*** Information supplied Section Begins ***

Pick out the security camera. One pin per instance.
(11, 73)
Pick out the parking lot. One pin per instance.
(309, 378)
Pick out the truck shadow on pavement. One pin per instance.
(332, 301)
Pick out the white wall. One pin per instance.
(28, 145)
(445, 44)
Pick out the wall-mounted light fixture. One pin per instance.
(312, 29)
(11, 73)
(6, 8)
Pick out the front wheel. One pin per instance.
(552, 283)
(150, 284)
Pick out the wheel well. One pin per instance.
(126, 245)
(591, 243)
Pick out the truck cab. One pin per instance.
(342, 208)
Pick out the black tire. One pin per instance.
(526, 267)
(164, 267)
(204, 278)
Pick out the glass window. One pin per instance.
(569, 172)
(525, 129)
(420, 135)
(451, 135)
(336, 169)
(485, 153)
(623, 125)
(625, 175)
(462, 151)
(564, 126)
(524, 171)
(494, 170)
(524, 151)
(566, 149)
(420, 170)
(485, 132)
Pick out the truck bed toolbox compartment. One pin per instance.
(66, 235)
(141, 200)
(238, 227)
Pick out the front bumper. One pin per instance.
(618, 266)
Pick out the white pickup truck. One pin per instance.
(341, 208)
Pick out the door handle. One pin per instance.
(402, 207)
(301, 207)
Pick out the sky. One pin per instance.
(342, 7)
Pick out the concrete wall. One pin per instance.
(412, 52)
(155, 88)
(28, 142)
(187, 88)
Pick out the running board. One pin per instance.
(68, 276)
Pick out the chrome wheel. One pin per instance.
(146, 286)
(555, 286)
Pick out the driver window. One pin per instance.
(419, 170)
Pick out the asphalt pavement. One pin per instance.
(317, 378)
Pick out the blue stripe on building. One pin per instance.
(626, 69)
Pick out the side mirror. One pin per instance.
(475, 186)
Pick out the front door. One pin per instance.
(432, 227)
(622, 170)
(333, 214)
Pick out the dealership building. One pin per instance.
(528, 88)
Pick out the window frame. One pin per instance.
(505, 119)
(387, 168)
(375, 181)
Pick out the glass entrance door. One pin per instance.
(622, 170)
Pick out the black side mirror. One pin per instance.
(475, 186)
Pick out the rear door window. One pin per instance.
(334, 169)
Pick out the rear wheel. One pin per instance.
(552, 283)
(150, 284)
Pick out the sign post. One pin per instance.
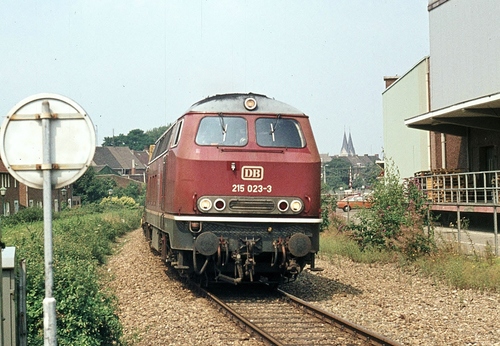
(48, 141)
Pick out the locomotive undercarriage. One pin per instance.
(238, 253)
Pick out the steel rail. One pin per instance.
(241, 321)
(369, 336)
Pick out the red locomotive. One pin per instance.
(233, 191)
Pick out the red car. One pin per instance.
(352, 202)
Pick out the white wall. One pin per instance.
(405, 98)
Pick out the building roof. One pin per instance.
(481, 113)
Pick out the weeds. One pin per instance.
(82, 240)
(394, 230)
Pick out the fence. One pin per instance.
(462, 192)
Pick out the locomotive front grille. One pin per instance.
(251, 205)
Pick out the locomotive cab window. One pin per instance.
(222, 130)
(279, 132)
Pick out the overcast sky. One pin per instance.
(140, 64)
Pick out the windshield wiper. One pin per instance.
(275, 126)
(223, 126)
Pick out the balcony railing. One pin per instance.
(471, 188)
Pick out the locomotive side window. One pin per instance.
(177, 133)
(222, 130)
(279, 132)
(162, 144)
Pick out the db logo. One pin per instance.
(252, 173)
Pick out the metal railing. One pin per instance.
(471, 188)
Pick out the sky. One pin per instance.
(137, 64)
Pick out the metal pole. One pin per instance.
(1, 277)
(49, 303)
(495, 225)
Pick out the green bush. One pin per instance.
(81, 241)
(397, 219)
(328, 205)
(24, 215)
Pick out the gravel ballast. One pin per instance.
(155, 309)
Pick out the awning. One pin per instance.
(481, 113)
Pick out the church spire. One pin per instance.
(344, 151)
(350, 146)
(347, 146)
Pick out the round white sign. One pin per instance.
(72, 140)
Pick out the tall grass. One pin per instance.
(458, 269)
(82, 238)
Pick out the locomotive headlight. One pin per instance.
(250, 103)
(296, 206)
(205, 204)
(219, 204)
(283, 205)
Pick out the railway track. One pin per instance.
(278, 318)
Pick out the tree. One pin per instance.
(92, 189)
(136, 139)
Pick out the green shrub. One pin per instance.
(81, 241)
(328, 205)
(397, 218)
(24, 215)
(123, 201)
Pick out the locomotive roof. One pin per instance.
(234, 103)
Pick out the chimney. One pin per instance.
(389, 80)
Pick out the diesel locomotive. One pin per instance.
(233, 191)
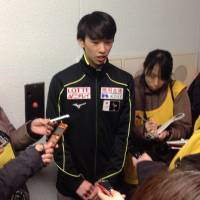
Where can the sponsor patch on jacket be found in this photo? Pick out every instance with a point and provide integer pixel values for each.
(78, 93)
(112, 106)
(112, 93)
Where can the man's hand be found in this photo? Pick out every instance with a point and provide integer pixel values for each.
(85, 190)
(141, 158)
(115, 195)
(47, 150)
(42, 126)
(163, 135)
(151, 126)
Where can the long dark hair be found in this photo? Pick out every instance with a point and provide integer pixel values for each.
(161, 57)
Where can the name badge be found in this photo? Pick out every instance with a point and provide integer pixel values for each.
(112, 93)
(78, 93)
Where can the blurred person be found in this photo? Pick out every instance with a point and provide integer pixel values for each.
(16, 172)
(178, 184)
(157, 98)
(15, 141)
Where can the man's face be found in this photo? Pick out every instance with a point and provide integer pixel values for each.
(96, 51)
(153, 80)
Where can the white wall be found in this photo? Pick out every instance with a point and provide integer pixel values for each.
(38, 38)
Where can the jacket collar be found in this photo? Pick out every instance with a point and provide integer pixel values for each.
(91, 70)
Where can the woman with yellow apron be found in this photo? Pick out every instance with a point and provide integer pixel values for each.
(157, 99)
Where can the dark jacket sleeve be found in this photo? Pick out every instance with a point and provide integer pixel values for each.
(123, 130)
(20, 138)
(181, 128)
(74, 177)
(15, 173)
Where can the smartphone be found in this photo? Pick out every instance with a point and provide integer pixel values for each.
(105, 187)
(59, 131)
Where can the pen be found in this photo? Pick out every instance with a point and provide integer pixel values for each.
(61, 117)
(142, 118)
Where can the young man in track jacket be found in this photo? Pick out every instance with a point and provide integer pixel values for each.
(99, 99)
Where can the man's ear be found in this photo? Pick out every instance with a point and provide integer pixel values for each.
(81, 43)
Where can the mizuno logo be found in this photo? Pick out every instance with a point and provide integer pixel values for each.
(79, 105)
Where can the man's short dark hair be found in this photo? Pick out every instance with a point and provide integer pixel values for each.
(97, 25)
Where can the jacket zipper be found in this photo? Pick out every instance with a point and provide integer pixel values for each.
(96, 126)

*** Information supplied Section Ends ***

What to work on: From the line holding "Where can the jacket collar" to the last line of the records, quote each line exactly and add nothing.

The answer:
Where can the jacket collar be found in this photo? Pick out every instance with a point and provide integer pixel values for each.
(91, 70)
Where can the woman with yellow apron be found in this photo? Pick out every instance with a point and provide integer pixel values for each.
(157, 99)
Where can the dark jacket sleeve be found in this photo? Pick out every instance with a point and provide integer pixel values for each.
(123, 130)
(20, 138)
(181, 128)
(74, 177)
(15, 173)
Where can the smartphone be found in this photo? Pick out every instance with a point and provide integer pixel values for each.
(105, 187)
(59, 131)
Where can the pen be found in this photo? Pick out every instance with a point and provide integer pixel values for each.
(61, 117)
(142, 118)
Where can the young man in track jacket be found in this photo? Pick out every instance with a point and provide integer pixel values for each.
(99, 99)
Where can the man's ear be found in this photo? Pick out every instance with a point and provide integer pixel values for each.
(81, 43)
Where can the mizuno logo be found in this photo? Pick out every instance with a point and provide integer pixel values for each.
(79, 105)
Where can the man's short dark hair be found in this photo? Pick out every instance with a point and provide integer pixel values for each.
(97, 25)
Where can the jacket zipper be found in this photo? Pick out every instance with a point and provide integer pixel values for each.
(96, 126)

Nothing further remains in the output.